» YOUR OBJECTIVE: All of the data below should be returned exactly.

» EXERCISE INPUT:
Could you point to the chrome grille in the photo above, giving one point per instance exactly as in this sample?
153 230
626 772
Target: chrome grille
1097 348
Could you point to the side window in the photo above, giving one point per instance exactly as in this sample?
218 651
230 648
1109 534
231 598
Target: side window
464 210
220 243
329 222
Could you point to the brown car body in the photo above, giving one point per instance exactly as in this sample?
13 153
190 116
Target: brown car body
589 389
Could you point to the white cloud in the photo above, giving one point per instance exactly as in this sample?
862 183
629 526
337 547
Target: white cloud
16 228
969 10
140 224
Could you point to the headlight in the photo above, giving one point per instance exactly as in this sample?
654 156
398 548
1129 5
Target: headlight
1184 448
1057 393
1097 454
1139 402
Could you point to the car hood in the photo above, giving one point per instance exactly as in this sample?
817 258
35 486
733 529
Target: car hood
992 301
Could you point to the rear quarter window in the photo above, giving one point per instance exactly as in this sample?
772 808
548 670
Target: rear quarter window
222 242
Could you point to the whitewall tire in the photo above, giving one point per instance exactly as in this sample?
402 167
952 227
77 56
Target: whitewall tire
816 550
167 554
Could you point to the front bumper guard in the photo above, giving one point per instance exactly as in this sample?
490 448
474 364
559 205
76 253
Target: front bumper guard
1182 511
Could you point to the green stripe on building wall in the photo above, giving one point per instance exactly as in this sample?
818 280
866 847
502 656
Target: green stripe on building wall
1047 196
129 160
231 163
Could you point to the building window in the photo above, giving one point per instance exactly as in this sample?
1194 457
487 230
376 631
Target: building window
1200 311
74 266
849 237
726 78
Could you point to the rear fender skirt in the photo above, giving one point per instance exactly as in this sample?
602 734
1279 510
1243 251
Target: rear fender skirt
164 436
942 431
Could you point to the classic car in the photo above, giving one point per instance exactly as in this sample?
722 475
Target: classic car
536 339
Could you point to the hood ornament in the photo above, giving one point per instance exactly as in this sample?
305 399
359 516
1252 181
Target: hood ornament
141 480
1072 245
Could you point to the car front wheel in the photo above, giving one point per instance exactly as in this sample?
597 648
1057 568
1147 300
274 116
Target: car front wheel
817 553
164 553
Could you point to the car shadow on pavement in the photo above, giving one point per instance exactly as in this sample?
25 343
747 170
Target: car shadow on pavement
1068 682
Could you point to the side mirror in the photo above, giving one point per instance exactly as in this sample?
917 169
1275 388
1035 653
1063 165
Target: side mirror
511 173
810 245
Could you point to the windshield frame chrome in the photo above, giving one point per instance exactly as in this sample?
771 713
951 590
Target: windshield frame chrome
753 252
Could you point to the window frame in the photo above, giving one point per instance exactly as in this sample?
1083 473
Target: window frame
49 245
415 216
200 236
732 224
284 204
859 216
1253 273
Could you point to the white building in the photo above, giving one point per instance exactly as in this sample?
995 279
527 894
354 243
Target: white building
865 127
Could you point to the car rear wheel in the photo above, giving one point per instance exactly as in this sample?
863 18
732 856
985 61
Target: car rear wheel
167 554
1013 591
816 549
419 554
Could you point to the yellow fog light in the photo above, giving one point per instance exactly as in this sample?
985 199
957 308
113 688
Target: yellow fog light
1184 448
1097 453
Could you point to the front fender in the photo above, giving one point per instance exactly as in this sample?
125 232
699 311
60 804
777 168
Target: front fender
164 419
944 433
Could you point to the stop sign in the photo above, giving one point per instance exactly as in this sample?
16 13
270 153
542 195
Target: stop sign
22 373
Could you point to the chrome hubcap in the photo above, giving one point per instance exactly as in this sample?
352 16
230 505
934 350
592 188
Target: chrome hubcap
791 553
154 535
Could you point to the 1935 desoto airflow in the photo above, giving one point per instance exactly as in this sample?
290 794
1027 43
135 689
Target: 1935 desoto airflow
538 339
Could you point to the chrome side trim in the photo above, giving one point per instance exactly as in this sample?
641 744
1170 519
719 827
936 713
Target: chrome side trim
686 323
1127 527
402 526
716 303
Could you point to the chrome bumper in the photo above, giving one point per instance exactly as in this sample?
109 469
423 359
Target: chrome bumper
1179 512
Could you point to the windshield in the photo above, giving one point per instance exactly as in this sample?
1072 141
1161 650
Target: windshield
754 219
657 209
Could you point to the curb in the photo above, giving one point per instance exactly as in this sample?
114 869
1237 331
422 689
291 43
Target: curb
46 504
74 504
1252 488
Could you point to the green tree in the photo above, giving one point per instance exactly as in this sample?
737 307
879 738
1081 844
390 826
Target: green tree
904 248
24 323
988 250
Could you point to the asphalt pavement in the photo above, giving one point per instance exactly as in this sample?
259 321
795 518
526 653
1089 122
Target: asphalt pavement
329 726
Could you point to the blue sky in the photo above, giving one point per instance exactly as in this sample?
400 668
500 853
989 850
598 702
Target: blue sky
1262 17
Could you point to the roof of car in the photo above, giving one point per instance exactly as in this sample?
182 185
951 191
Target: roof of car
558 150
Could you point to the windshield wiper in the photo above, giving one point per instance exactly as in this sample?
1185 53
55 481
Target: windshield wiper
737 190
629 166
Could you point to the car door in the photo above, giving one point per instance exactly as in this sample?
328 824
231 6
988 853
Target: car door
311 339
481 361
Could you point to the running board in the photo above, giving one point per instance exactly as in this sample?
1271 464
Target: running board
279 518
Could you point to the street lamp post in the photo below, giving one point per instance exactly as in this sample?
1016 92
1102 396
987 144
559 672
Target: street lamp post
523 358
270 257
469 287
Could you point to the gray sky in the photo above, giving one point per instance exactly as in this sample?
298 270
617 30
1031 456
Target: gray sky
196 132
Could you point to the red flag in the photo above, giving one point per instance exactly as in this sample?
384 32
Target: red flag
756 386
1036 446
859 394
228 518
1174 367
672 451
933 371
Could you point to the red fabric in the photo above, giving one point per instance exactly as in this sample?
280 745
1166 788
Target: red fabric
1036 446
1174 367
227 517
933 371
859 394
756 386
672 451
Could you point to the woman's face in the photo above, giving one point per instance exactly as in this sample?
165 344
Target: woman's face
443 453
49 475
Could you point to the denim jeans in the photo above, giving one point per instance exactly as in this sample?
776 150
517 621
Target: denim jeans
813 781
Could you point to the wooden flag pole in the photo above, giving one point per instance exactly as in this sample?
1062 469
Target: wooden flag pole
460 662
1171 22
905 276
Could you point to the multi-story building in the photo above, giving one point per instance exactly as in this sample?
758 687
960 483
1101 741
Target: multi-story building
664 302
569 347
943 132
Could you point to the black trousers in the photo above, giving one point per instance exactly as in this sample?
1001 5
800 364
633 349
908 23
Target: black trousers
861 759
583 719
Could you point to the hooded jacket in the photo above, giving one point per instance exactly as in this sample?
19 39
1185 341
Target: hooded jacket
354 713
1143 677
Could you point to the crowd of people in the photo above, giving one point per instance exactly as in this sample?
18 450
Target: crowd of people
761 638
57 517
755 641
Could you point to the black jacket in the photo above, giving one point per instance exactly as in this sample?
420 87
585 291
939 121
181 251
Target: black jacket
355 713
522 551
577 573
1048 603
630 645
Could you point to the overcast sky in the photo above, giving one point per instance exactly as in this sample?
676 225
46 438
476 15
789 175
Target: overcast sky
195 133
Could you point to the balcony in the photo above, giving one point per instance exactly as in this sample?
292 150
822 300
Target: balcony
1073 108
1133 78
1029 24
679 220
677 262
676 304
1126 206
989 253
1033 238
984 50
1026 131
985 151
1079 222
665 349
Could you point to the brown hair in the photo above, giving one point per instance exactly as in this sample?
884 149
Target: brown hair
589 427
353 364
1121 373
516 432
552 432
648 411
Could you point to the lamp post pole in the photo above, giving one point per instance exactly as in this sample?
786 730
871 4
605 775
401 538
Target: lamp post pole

» ANSWER BOX:
Could you point to the chrome grille in the photo above, giving one point per instance exactly as in this sample?
153 230
626 772
Target: chrome grille
1097 348
Could you point to the side window in the photo above, giving one point per instance exactly as in this sample?
218 651
230 648
1109 534
231 598
Target: side window
464 210
220 243
329 222
Could you point to the brown car body in the photo above, giving one point per instance exactly as in this sample?
13 153
190 116
Target: brown car body
589 389
Could you point to the white cloud in the photo above, giving one point per instance exactly as in this sample?
862 183
629 526
337 547
Target: white cloud
16 228
969 10
140 224
Could you point to the headlight in the photo above, giving one point per instance exactly as in this sample?
654 156
398 548
1129 5
Target: headlight
1184 448
1057 393
1097 454
1139 402
Could you point to the car hood in the photo above, giving one point per instance exactly as in this sample?
817 258
35 486
733 529
Target: car hood
992 301
Could you point to the rear quarter window in the photo above, giving one point per instance exactly as in this sample?
772 808
548 670
Target: rear quarter window
222 242
Could you point to the whitewall tire in the photo above, giving one point per instance exactly as in this sample?
402 167
952 227
77 56
Target: whitewall tire
816 550
167 554
Could you point to the front bumper guard in the photo above, giving one point per instance exactly as in this sample?
490 448
474 364
559 205
76 253
Target: front bumper guard
1182 511
Could you point to the green stripe on building wall in the photo above, giving one point per instance exactly as in this sample?
818 280
866 847
502 656
Target: green stripe on building wall
1047 196
129 160
231 163
Could you point to the building window in the photo above, giving one point per instance exactly as in this sample?
1194 457
487 230
376 631
Target: building window
1200 311
74 266
849 237
726 78
Could you point to the rear fender skirt in the photo above, giving one point per instance exactly as in this sample?
602 734
1279 510
1243 251
Target: rear fender skirt
164 436
942 431
Could you point to the classic car in the photo above, giving one point per instance exactly as in this sample?
722 475
Target: classic car
536 339
Could you point to the hood ornament in the photo above, giving one point per instance exactly as in this sample?
305 399
359 516
1252 181
Target: hood ornament
141 480
1072 245
Could you point to the car front wheel in the photo above, giving one point per instance exactly as in this sample?
597 648
1057 568
1147 300
274 116
Target: car front wheel
817 553
164 553
Could you point to the car shadow on pavement in the photo above, giving one point per instance exactly as in this sample?
25 343
747 170
Target: car shadow on pavement
1068 682
Could you point to the side mirror in the photo above, giving one point per instance exactly as in this sample?
917 169
1275 388
1035 653
1063 165
Target: side mirror
511 173
810 245
Could you point to the windshield frame chrome in the photo above, giving one point per instance exactly as in this sample?
771 713
951 590
Target: windshield frame chrome
753 252
Could you point to the window frame in the photo above, giving one point per instance exactly as in this sample?
1083 473
Target: window frame
49 245
415 216
200 236
732 224
284 204
859 216
1253 273
Could you point to the white building in the photo above, giving one point per instance exactly as in this sample?
995 279
527 894
354 243
Target: white building
865 127
Could you point to the car rear wheel in the photo above, giving one point per instance exactly as in this sample?
863 18
732 856
985 61
Target: car rear wheel
167 554
1013 591
816 549
419 554
Could you point to the yellow fog light in the photo above, giving one point per instance exactly as in this sample?
985 199
957 308
113 688
Target: yellow fog light
1184 448
1097 453
Could you point to the front fender in the photo above, giving one point per instance exactly as in this sample?
125 232
699 311
60 804
777 168
Target: front fender
164 419
944 433
Could you point to the stop sign in the photo above, giving one point per instance exactly as in this sample?
16 13
270 153
542 195
Target: stop sign
22 373
Could you point to the chrome hubcap in the photo above, giving one point per instance exactly as in this sample?
352 16
230 505
934 350
592 188
Target: chrome hubcap
791 553
154 535
Could you point to the 1935 desoto airflow in the photo above, giving one point per instance exactly as in this sample?
290 794
1027 43
135 689
Target: 1935 desoto airflow
538 339
Could you point to the chrome side trim in the photo above, giving one point per instance exactly as in this sample?
641 744
1170 519
719 827
936 713
Target: chrome side trim
686 323
1127 527
402 526
716 303
Could you point to the chrome bumper in the photo above, giving one point per instance exactly as in this sample?
109 469
423 359
Target: chrome bumper
1179 512
Could you point to the windshield in the photo above, giving one point per instance exactly as in this sample?
1072 141
1161 650
Target: windshield
754 219
657 209
Could you point to the curb in the photo above, giving one point per instance exactly as in this sample?
114 869
1237 331
422 689
291 43
Target: curb
46 504
74 504
1252 488
Could you point to the green tree in the photo above, giving one point per instance exactly as in this sample?
737 307
879 738
1081 844
390 826
Target: green tree
904 248
24 323
988 250
Could you point to the asphalt pavement in the photo above, giving one point per instance exactly as in this sample?
259 321
795 518
526 653
1089 122
Target: asphalt pavement
329 726
Could you point to the blue sky in the photo above, giving one point per instance exactly as in this sample?
400 668
500 853
989 850
598 702
Target: blue sky
1262 17
Could you point to the roof of car in the photo above, giving one point per instance exactly as in this sample?
182 185
951 191
Target: roof of car
558 150
Could you point to the windshield wiper in the photo above, giving one point per instance exactly as in this sample?
1185 53
55 481
Target: windshield wiper
737 190
629 166
Could you point to the car door in the photo above, giving one point per instance exactly as in this sample?
328 824
231 6
988 853
Target: car door
311 339
481 361
Could you point to the running board in the photo above, giving one point per instance exactly as in this sample?
1271 464
Target: running board
279 518
Could you point to the street lamp post in the photo below, giving one point per instance exactly as in this sample?
1016 92
1102 396
987 144
559 672
Target: street lamp post
523 358
270 257
469 287
Could you point to the gray sky in the photo above, giving one point per instance exactly as in this sample?
298 270
617 30
1031 456
Target: gray sky
196 132
Could you point to the red flag in the photo above, giving one point per instance exactly as in this sample?
384 32
Target: red flag
756 386
1036 446
859 394
228 518
1174 367
672 451
933 371
Could you point to the red fabric in the photo above, giving one point per instance exactly as in this sample?
280 745
1166 788
Target: red fabric
1036 446
1174 367
227 517
933 371
859 394
756 386
672 451
Could you point to the woman's face in the photo above, giving one point per instance exactly as in this sample?
165 344
Target: woman's face
443 453
49 475
Could you point to the denim jeans in the photo above, giving one point per instance exactly as in this sample?
776 150
517 621
Target: denim jeans
813 781
Could you point to the wooden flag pole in the photo above, giving one point per instance exactly as in this sample?
1062 469
Target: wooden flag pole
460 662
1171 22
905 276
Could you point to the multi-story building in the photo above, giving one point per instance exactly as in this sample?
758 687
960 483
1101 741
Target: multi-story building
664 302
569 347
943 132
Could you point to the black trousers in the photo above, giving one point per instance exactly as in this sample?
1001 5
800 364
633 349
908 23
Target: black trousers
861 759
583 719
Could you point to the hooded jacket in the photo above, giving one point per instance exactly as in this sample?
19 39
1185 341
Target: hooded jacket
354 713
1143 677
Could you point to the crowd of people in the photo above, giving one point per instance exactly as in this sample?
18 450
Target: crowd of people
761 638
57 517
755 641
Could you point to the black jacket in the photo above, giving one point per instance exactly as in this sample?
420 87
585 291
939 121
181 251
Target: black jacket
355 713
522 551
577 573
1048 603
630 645
Could you point to the overcast sky in the photo above, giving one point per instance exactly as in this sample?
676 225
46 438
476 15
789 175
Target: overcast sky
195 133
Could you point to the balcony in the photo above, giving one point per instance exactly as in this sample?
292 150
822 300
Target: balcony
1073 108
1133 78
1029 24
679 220
677 262
676 304
1126 206
989 253
1033 238
984 50
1026 131
985 151
1079 222
665 349
Could you point to the brown hair in the photo above, giving one point per instance exactly as in this sample?
884 149
Target: brown hair
589 427
353 364
1121 373
516 432
552 432
648 411
Could you point to the lamp post pole in the photo above, giving one point per instance exactly as in this sample?
786 730
871 4
605 775
401 538
Target: lamp post pole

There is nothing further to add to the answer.